» DATA SHOWN
• • •

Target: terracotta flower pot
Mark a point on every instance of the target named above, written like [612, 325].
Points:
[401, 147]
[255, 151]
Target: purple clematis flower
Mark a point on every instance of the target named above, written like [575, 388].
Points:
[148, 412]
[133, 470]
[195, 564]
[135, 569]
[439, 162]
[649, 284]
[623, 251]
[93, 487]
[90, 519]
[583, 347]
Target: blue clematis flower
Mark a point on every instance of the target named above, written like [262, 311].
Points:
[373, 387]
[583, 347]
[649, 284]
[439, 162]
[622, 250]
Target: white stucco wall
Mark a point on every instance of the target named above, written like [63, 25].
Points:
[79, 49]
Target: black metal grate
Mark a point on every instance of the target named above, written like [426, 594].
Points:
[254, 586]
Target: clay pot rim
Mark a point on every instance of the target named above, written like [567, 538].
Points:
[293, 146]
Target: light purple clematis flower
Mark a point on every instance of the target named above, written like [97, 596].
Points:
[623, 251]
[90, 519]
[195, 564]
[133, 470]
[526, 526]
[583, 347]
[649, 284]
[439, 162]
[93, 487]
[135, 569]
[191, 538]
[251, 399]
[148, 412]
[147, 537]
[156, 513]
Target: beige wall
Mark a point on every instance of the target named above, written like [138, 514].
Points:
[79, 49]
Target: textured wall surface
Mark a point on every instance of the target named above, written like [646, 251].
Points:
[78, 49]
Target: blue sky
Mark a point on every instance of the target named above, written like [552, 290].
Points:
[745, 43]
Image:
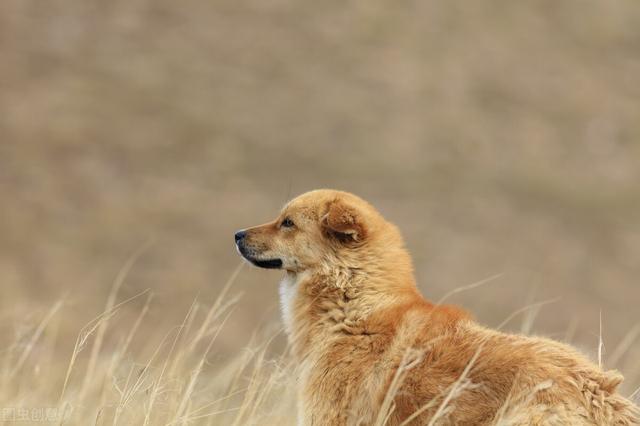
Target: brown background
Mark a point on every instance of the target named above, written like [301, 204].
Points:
[501, 136]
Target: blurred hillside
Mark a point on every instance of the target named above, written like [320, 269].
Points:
[501, 136]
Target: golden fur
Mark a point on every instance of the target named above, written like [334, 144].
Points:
[371, 349]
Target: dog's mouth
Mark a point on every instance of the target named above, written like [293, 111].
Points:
[260, 263]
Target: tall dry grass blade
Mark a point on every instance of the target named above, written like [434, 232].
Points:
[624, 345]
[85, 333]
[195, 374]
[34, 338]
[600, 342]
[168, 359]
[410, 359]
[468, 287]
[455, 387]
[111, 300]
[524, 309]
[212, 314]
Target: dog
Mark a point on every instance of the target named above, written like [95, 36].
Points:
[371, 350]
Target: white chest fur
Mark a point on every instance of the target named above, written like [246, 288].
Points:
[288, 290]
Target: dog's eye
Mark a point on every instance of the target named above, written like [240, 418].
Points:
[287, 223]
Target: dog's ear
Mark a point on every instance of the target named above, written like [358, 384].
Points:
[344, 222]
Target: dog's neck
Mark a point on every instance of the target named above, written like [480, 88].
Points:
[323, 304]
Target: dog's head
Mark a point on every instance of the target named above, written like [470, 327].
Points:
[317, 229]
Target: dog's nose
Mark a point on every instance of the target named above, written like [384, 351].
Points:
[240, 235]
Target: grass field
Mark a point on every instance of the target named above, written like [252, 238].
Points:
[502, 137]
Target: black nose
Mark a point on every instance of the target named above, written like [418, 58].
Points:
[240, 235]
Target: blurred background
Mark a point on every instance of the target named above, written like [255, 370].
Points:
[502, 137]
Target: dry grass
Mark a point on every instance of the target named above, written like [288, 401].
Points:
[170, 379]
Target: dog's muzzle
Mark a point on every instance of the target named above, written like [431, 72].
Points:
[249, 253]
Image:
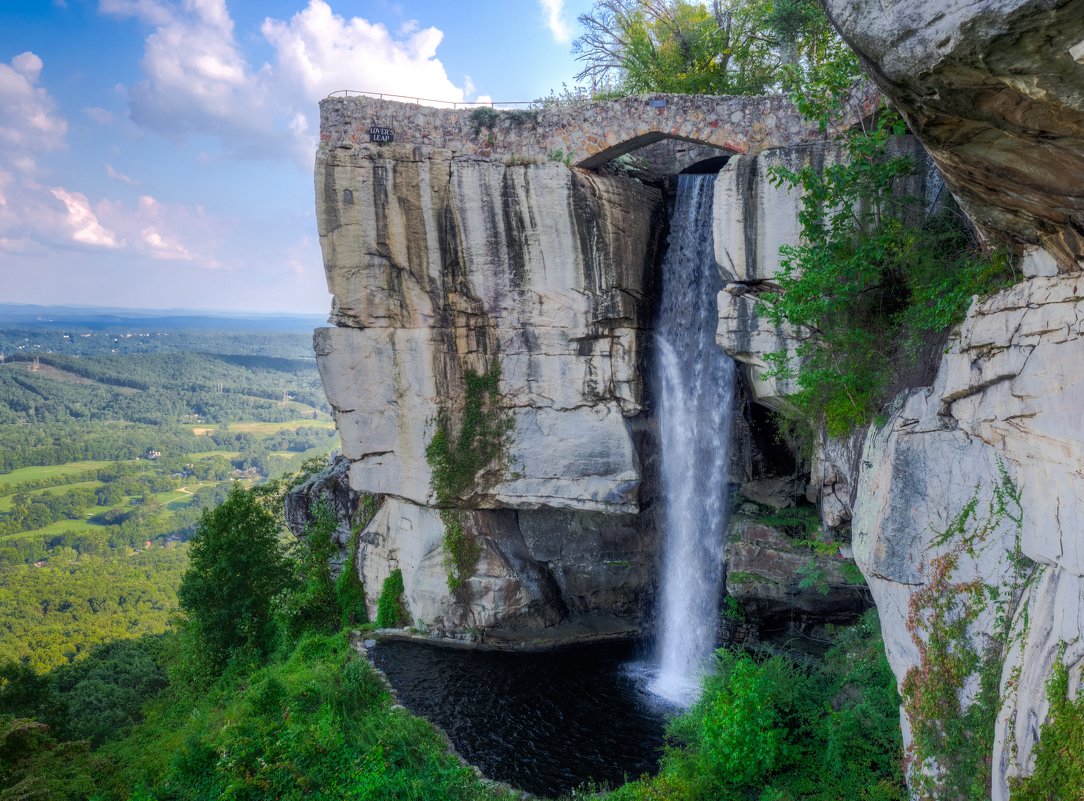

• • •

» GOAL OF THE EXERCISE
Recast the stretch from the line containing "Target: dry grass" through the end of the records as a Markdown table with the columns Row and Line. Give each line its own numbered row, skip blank lines, and leave out the pictures.

» OUTPUT FOR THIS TASK
| Row | Line |
|---|---|
| 1 | Target: dry grass |
| 2 | Mark a point on every instance of the target named above, written like [288, 401]. |
| 3 | Points: |
| 4 | [170, 379] |
| 5 | Target: dog's muzzle |
| 6 | Mark a point on every instance of the target named above, written like [431, 72]. |
| 7 | Points: |
| 8 | [249, 253] |
| 9 | Image: |